- What you should do
From the records below, reproduce verbatim the lines starting at the one containing "Can you detect every brown" and ending after the one containing "xmin=6 ymin=0 xmax=1092 ymax=609", both included.

begin Task data

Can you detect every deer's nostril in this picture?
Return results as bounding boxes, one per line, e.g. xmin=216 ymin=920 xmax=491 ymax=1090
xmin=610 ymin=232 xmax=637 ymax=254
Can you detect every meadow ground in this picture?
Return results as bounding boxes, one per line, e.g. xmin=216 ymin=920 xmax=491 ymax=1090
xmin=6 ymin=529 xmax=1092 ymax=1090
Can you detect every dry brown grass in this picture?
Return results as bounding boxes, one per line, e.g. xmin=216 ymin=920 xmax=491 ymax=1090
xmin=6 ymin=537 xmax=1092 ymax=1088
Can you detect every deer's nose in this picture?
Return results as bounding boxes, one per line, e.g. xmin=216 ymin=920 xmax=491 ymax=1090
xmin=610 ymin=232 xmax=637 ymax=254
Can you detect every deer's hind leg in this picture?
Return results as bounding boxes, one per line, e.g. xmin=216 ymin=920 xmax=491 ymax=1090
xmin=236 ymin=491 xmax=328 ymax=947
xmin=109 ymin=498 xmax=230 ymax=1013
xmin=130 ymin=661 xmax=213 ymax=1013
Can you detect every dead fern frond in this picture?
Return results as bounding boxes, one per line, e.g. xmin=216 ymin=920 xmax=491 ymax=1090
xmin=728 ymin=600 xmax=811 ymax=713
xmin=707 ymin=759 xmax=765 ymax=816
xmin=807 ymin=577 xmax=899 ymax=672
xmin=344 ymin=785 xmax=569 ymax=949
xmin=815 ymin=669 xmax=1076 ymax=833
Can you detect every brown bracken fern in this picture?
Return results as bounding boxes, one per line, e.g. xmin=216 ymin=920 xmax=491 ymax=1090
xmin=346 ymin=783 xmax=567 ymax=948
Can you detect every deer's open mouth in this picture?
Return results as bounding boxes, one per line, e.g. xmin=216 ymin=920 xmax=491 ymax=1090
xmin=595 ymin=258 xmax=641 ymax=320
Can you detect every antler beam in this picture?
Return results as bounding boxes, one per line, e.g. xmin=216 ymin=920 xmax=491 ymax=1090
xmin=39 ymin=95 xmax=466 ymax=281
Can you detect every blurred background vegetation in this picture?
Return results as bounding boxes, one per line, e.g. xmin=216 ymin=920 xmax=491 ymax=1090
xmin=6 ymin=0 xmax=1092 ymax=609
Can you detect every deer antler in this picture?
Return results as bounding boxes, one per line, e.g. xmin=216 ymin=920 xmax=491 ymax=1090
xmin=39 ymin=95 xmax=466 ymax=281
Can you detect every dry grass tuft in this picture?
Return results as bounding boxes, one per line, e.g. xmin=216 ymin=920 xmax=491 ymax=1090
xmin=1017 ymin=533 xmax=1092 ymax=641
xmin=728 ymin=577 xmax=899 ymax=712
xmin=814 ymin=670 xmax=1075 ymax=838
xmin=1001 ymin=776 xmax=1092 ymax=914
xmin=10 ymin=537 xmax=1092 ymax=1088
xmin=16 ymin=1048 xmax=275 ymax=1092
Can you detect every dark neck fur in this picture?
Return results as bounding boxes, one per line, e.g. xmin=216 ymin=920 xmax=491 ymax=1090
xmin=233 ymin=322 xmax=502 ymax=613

end Task data

- Response to this exercise
Can you detect every brown bracken fern in this picture?
Return results as bounding boxes, one per line, e.g. xmin=216 ymin=920 xmax=491 ymax=1090
xmin=346 ymin=783 xmax=567 ymax=948
Can you detect every deer's open mouth in this picture?
Return results as bounding boxes, one per line, e.g. xmin=216 ymin=920 xmax=491 ymax=1090
xmin=595 ymin=258 xmax=641 ymax=320
Can you detect every antler beam in this picture?
Return results as bounding boxes, one per line, e.g. xmin=216 ymin=920 xmax=491 ymax=1090
xmin=39 ymin=95 xmax=466 ymax=281
Can you detect every blurred background vegetation in this picture?
Return results as bounding boxes, one per line, e.g. xmin=216 ymin=920 xmax=491 ymax=1090
xmin=6 ymin=0 xmax=1092 ymax=609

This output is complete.